→ What you will do
Transcribe the part of the autism research summary starting at "In the current" and ending at "an unaffected individual.".

Anthony Wynshaw-Boris and his colleagues are investigating the hypothesis that a subset of individuals with autism spectrum disorders (ASD) (approximately 25-30 percent) display early brain overgrowth. His lab has recently produced two relevant models that recapitulate important aspects of early brain overgrowth in ASD. First, the team produced a mouse model deficient for DVL1 and DVL3 (Dvl1/3 +/– mutants). These mice display adult social behavior abnormalities associated with transient embryonic brain enlargement during the time of deep-layer cortical formation1. Second, they generated human induced pluripotent stem cell (iPSC) models by reprogramming fibroblasts obtained from individuals with ASD who had early head overgrowth and unaffected control individuals with normal head circumference. Neuronal progenitor cells (NPCs) derived from ASD iPSC lines displayed enhanced proliferation compared to control NPCs2. In both the Dvl 1/3 mutant mouse model and the human iPSCs, the observed phenotypes were caused by down-regulation of beta-catenin activity and its direct target BRN2. This remarkable conservation of beta-catenin and BRN2 signaling disruption in different models of ASD suggests that multiple variants contributing to ASD may converge on common pathways.
The researchers hypothesize that the beta-catenin/BRN2 transcriptional cascade is a key pathway that precisely regulates NPC proliferation and differentiation during mouse and human brain development and that its dysregulation may result in at least some aspects of ASD. To address this hypothesis, Wynshaw-Boris and his team performed studies on NPCs derived from iPSC lines of one ASD patient with early brain overgrowth and one unaffected individual. This resulted in the identification of several genes and pathways that contribute to the above-mentioned phenotypes2.
In the current project, the researchers plan to validate these findings and identify additional downstream pathways that are directly regulated by beta-catenin and BRN2 in humans. Such studies will include performing RNA-seq and ChIP-seq (utilizing antibodies to beta-catenin, BRN2, and relevant histone modifications consistent with activation and suppression of transcription) on NPCs derived from iPSC lines of an additional individual with ASD and an unaffected individual.

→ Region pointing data
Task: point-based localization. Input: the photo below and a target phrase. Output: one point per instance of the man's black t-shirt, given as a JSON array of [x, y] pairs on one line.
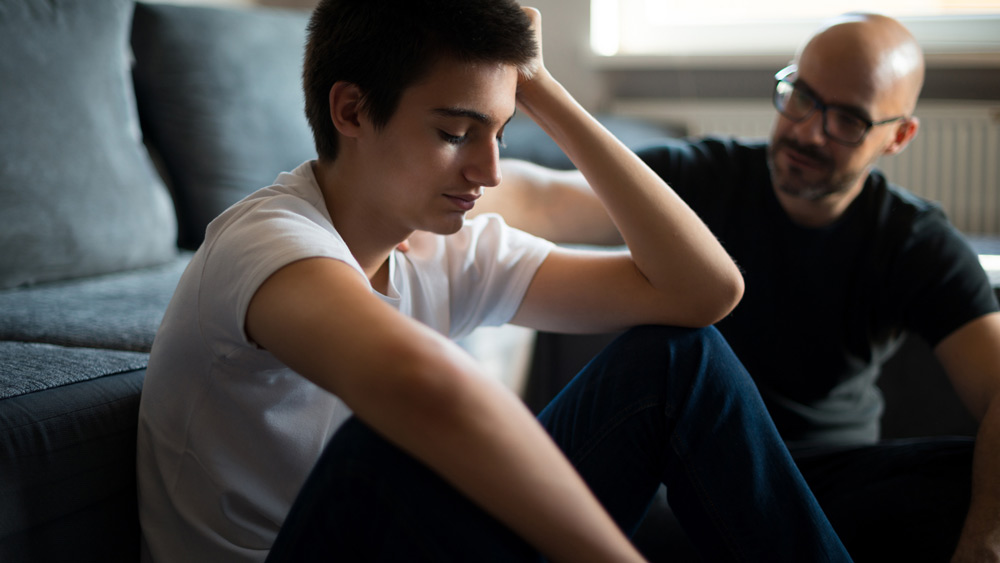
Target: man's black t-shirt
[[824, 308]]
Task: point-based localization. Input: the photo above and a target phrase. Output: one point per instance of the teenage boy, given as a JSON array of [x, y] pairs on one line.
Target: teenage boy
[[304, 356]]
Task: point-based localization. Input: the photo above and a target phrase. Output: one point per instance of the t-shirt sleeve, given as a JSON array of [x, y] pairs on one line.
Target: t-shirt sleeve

→ Exercise response
In the current project, the researchers plan to validate these findings and identify additional downstream pathways that are directly regulated by beta-catenin and BRN2 in humans. Such studies will include performing RNA-seq and ChIP-seq (utilizing antibodies to beta-catenin, BRN2, and relevant histone modifications consistent with activation and suppression of transcription) on NPCs derived from iPSC lines of an additional individual with ASD and an unaffected individual.